### Exercise instructions
Wherever a line in the records below contains "road", copy that line.
^^^^
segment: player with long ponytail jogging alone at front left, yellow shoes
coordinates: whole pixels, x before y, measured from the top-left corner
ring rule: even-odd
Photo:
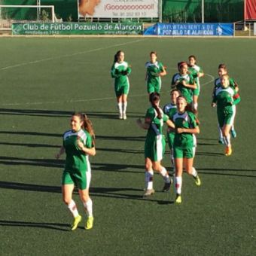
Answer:
[[[93,227],[93,202],[89,196],[91,169],[89,156],[96,154],[94,132],[90,120],[85,114],[75,113],[70,120],[71,130],[63,135],[63,145],[56,154],[56,159],[66,151],[65,169],[62,175],[62,198],[74,217],[71,230],[75,230],[81,222],[72,193],[78,187],[78,193],[87,212],[85,229]]]

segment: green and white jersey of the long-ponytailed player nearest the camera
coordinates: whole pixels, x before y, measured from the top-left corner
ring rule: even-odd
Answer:
[[[93,148],[93,139],[86,130],[67,131],[63,135],[63,147],[66,150],[65,170],[69,172],[90,171],[89,156],[78,148],[78,139],[87,148]]]

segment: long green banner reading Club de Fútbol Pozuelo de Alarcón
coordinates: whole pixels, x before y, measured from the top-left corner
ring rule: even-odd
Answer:
[[[13,35],[140,35],[142,23],[13,23]]]

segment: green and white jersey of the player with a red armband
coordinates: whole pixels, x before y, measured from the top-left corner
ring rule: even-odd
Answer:
[[[212,102],[217,104],[217,111],[232,111],[232,106],[240,102],[240,96],[233,87],[220,86],[215,89]]]

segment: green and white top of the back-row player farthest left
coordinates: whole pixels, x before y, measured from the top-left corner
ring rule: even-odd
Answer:
[[[111,67],[111,77],[114,79],[115,86],[125,86],[129,84],[129,79],[127,75],[130,75],[132,69],[130,68],[128,62],[114,62]]]

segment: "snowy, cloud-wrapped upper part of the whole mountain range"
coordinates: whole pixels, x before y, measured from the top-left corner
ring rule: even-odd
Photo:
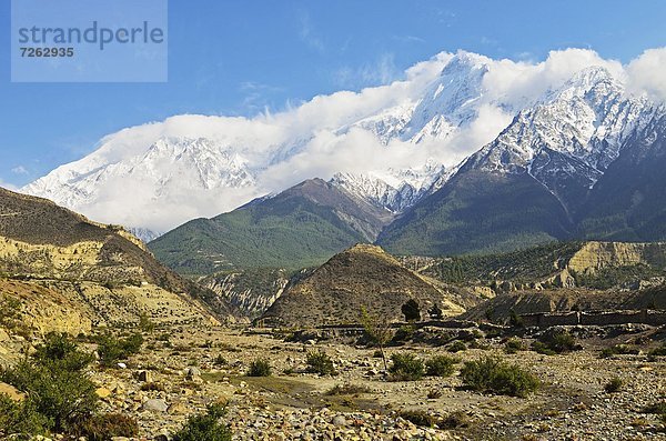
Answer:
[[[649,113],[607,62],[586,60],[440,54],[403,80],[275,114],[179,116],[124,129],[23,191],[147,239],[315,177],[393,214],[471,167],[527,170],[569,200],[597,182]]]

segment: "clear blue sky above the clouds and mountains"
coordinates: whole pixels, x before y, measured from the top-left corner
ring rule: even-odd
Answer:
[[[167,83],[11,83],[0,6],[0,182],[21,186],[104,134],[179,113],[252,116],[400,78],[440,51],[627,62],[666,46],[666,2],[170,0]]]

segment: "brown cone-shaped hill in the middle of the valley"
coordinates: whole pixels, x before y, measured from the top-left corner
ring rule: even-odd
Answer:
[[[405,269],[381,248],[357,244],[287,289],[260,323],[287,327],[357,323],[362,308],[401,321],[404,320],[401,307],[410,299],[417,301],[424,315],[435,304],[448,315],[464,311],[445,290]]]

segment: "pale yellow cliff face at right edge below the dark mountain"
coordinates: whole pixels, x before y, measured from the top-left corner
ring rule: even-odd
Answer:
[[[607,267],[654,263],[666,255],[666,243],[587,242],[568,262],[575,272],[593,274]]]

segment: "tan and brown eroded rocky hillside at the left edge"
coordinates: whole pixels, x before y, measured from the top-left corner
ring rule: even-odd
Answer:
[[[0,274],[2,300],[18,301],[22,322],[39,332],[84,332],[141,317],[164,323],[233,319],[224,301],[164,268],[124,230],[3,189]]]

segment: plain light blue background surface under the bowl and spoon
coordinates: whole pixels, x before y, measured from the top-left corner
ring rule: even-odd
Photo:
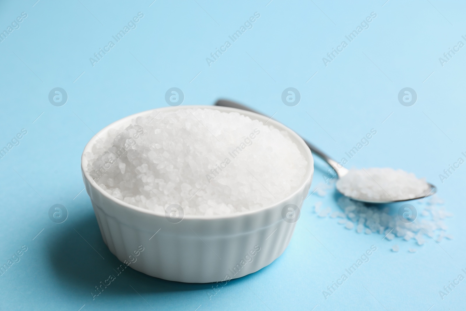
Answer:
[[[439,296],[449,281],[466,276],[466,166],[439,180],[466,152],[466,47],[443,67],[439,62],[458,41],[466,43],[464,3],[35,1],[0,3],[0,30],[27,14],[0,42],[1,147],[27,130],[20,145],[0,159],[0,263],[27,246],[21,261],[0,276],[1,310],[464,308],[466,281],[443,300]],[[144,17],[137,27],[93,67],[89,57],[138,12]],[[253,28],[209,67],[206,57],[254,12],[260,18]],[[377,17],[370,27],[326,67],[322,57],[371,12]],[[55,87],[69,97],[61,107],[48,101]],[[167,106],[164,95],[171,87],[183,90],[183,105],[226,97],[275,113],[336,159],[376,129],[347,167],[390,166],[426,177],[455,215],[445,221],[454,240],[418,247],[414,240],[357,234],[335,219],[318,218],[312,207],[322,199],[313,194],[284,254],[229,282],[211,299],[211,284],[168,282],[130,269],[93,300],[90,292],[119,261],[103,243],[88,195],[80,193],[82,149],[107,124]],[[288,87],[301,93],[295,107],[281,102]],[[404,87],[417,92],[411,107],[397,100]],[[316,160],[314,187],[325,170]],[[332,193],[323,200],[338,209]],[[61,224],[48,217],[54,204],[69,211]],[[413,204],[419,211],[424,207]],[[393,244],[400,246],[398,253],[390,251]],[[322,290],[371,245],[377,251],[370,261],[326,300]],[[409,253],[411,247],[418,252]]]

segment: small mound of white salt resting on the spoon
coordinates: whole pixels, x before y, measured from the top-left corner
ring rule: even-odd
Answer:
[[[360,200],[410,200],[426,195],[430,186],[412,173],[392,168],[351,169],[336,182],[342,194]]]

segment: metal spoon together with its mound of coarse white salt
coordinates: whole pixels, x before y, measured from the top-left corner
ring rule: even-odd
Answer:
[[[220,99],[217,106],[237,108],[260,114],[241,104]],[[414,174],[392,168],[368,168],[362,170],[344,168],[325,153],[304,140],[311,152],[327,162],[335,170],[339,180],[336,189],[343,195],[366,203],[391,203],[425,198],[437,192],[437,188]]]

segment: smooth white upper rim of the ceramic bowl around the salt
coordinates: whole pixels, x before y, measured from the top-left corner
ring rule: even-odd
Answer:
[[[98,131],[92,138],[90,138],[89,142],[84,147],[84,150],[83,150],[82,155],[81,155],[81,170],[82,170],[82,174],[83,174],[84,178],[89,182],[89,185],[91,187],[94,187],[105,198],[113,201],[115,204],[117,204],[119,206],[123,206],[123,207],[129,208],[129,209],[131,209],[131,210],[133,210],[135,212],[139,212],[139,213],[143,213],[143,214],[150,214],[150,215],[153,215],[153,216],[165,217],[165,214],[158,213],[156,211],[153,211],[153,210],[150,210],[150,209],[147,209],[147,208],[144,208],[144,207],[138,207],[136,205],[126,203],[123,200],[119,200],[119,199],[115,198],[114,196],[112,196],[111,194],[108,194],[106,191],[104,191],[93,180],[93,178],[90,176],[89,172],[87,171],[87,168],[85,166],[87,166],[89,161],[85,158],[84,154],[86,152],[89,152],[89,151],[92,150],[92,147],[95,145],[97,139],[100,139],[99,136],[101,136],[103,133],[107,134],[107,132],[110,129],[119,128],[121,126],[124,126],[124,124],[129,125],[132,122],[132,120],[137,118],[137,117],[150,114],[153,111],[162,112],[162,111],[176,111],[178,109],[198,109],[198,108],[199,109],[213,109],[213,110],[218,110],[218,111],[221,111],[221,112],[238,112],[238,113],[240,113],[240,114],[242,114],[244,116],[250,117],[250,118],[254,117],[254,119],[259,120],[262,123],[264,122],[265,119],[267,119],[267,121],[265,121],[265,122],[269,123],[268,125],[273,125],[275,128],[277,128],[279,130],[287,131],[288,135],[295,138],[295,141],[293,141],[294,143],[296,143],[296,141],[297,141],[297,142],[299,142],[301,144],[301,147],[302,147],[301,149],[303,149],[304,153],[305,153],[305,154],[303,154],[303,156],[307,160],[308,164],[307,164],[307,167],[306,167],[306,174],[304,175],[304,177],[302,179],[301,185],[299,187],[297,187],[295,189],[295,191],[293,191],[291,194],[289,194],[288,196],[286,196],[285,198],[281,199],[278,202],[275,202],[273,204],[270,204],[270,205],[267,205],[265,207],[261,207],[259,209],[255,209],[255,210],[252,210],[252,211],[240,212],[240,213],[235,213],[235,214],[222,214],[222,215],[209,215],[209,216],[185,214],[183,216],[182,220],[189,220],[189,219],[192,219],[192,220],[229,219],[229,218],[236,218],[236,217],[240,217],[240,216],[259,214],[259,213],[262,213],[262,212],[264,212],[266,210],[273,209],[276,206],[280,206],[284,202],[290,200],[296,194],[298,194],[298,193],[300,193],[302,191],[302,188],[305,187],[308,180],[310,180],[310,182],[312,182],[312,177],[313,177],[313,173],[314,173],[314,158],[312,156],[312,153],[311,153],[308,145],[306,145],[304,140],[298,134],[296,134],[295,131],[291,130],[290,128],[288,128],[284,124],[281,124],[280,122],[275,121],[272,118],[268,118],[266,116],[263,116],[261,114],[255,113],[255,112],[244,111],[244,110],[237,109],[237,108],[215,106],[215,105],[185,105],[185,106],[160,107],[160,108],[155,108],[155,109],[150,109],[150,110],[146,110],[146,111],[137,112],[137,113],[134,113],[132,115],[123,117],[121,119],[118,119],[115,122],[112,122],[111,124],[105,126],[102,130]],[[300,150],[299,147],[298,147],[298,150]],[[301,152],[301,150],[300,150],[300,152]],[[301,209],[301,207],[299,207],[299,208]]]

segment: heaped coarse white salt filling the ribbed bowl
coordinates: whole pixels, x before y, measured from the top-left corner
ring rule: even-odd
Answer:
[[[102,138],[84,155],[89,174],[115,198],[159,213],[170,204],[196,215],[257,210],[306,174],[288,133],[238,112],[153,112]]]

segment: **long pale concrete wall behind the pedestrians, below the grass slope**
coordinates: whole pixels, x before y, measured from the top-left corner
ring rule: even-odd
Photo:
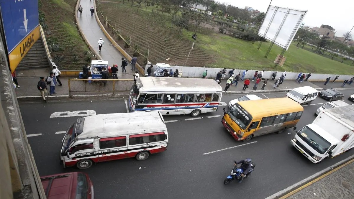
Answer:
[[[147,74],[146,70],[148,67],[151,65],[145,65],[145,74]],[[201,78],[202,73],[204,70],[208,70],[207,77],[208,78],[215,78],[216,74],[220,71],[222,71],[222,68],[203,68],[203,67],[187,67],[187,66],[171,66],[173,72],[178,69],[179,72],[182,72],[182,77],[183,78]],[[156,70],[156,65],[153,65],[152,73]],[[229,71],[232,69],[226,69],[226,76],[229,77]],[[239,73],[242,74],[244,70],[239,70],[235,69],[234,73],[237,75]],[[253,78],[253,75],[255,74],[256,70],[248,70],[246,73],[245,78]],[[261,72],[261,70],[258,70],[258,73]],[[263,78],[272,78],[272,74],[275,72],[274,71],[264,71],[263,73]],[[279,78],[281,74],[284,71],[278,71],[276,78]],[[305,73],[306,75],[308,73]],[[290,79],[296,79],[299,73],[290,73],[286,72],[285,79],[290,80]],[[326,78],[331,77],[331,80],[334,79],[334,77],[337,76],[336,74],[316,74],[312,73],[308,81],[326,81]],[[354,75],[339,75],[338,79],[336,81],[344,81],[344,80],[349,80],[350,78],[354,77]]]

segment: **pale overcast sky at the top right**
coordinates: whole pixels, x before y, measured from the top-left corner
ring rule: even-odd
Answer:
[[[239,8],[245,6],[255,10],[266,12],[270,0],[216,0],[228,3]],[[273,0],[272,6],[289,7],[298,10],[307,10],[302,22],[310,27],[320,27],[321,24],[330,25],[336,29],[336,36],[350,31],[354,25],[354,1],[353,0]],[[354,29],[351,32],[354,36]]]

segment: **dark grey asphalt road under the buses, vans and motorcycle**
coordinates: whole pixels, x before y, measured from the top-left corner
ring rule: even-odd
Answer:
[[[342,90],[347,97],[354,89]],[[262,98],[284,97],[286,93],[257,94]],[[244,95],[244,94],[243,94]],[[224,95],[222,102],[241,95]],[[317,98],[304,107],[298,127],[311,123],[314,112],[322,103]],[[97,114],[126,112],[123,100],[20,103],[24,125],[41,176],[79,171],[59,165],[61,141],[75,116],[50,118],[54,112],[95,110]],[[69,113],[70,114],[70,113]],[[313,164],[295,150],[290,140],[292,129],[284,133],[253,138],[250,144],[237,142],[221,124],[222,107],[217,112],[201,114],[200,119],[189,115],[164,116],[169,130],[169,148],[150,155],[145,161],[133,158],[98,163],[84,171],[95,187],[95,198],[265,198],[316,172],[343,160],[353,152],[344,153],[321,164]],[[219,116],[218,116],[219,115]],[[59,134],[56,134],[59,132]],[[252,143],[253,142],[253,143]],[[242,145],[242,146],[240,146]],[[220,149],[231,149],[205,154]],[[223,180],[233,167],[233,161],[251,158],[256,163],[252,176],[242,183],[224,185]]]

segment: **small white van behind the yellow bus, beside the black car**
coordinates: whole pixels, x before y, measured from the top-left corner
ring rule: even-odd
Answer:
[[[318,91],[311,86],[298,87],[286,93],[286,97],[291,98],[301,105],[314,101],[317,96]]]

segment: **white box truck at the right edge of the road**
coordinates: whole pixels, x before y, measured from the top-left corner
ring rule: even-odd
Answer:
[[[296,130],[296,127],[294,127]],[[307,159],[319,163],[354,147],[354,105],[322,110],[290,141]]]

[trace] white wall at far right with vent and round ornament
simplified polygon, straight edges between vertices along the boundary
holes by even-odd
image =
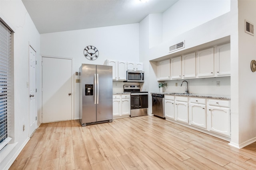
[[[256,35],[245,33],[244,20],[256,27],[256,1],[238,1],[238,109],[239,144],[256,141],[256,72],[250,69],[250,62],[256,60]]]

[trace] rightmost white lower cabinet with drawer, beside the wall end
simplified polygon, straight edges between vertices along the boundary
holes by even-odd
[[[230,137],[230,102],[208,100],[207,130]]]

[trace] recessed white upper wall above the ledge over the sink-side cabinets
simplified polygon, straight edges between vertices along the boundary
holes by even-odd
[[[168,41],[229,11],[230,0],[179,0],[163,13],[163,41]]]

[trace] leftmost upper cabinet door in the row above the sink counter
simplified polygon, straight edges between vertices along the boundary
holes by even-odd
[[[170,80],[170,59],[159,61],[159,80]]]

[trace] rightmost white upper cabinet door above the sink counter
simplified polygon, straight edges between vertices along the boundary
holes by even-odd
[[[218,45],[216,48],[215,75],[230,75],[230,43]]]

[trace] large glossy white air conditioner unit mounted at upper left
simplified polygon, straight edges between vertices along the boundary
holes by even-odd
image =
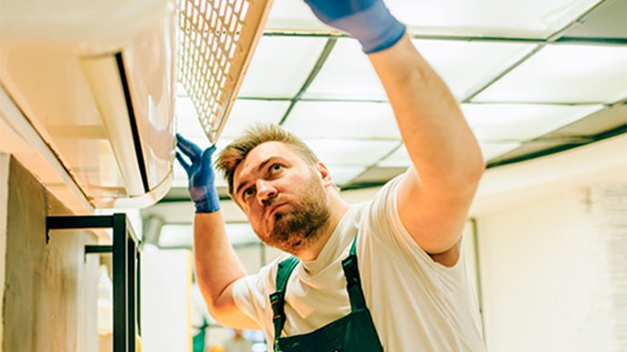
^^^^
### Answer to this task
segment: **dark grey asphalt road under the buses, vans and motorcycle**
segment: **white box truck at the right edge of the road**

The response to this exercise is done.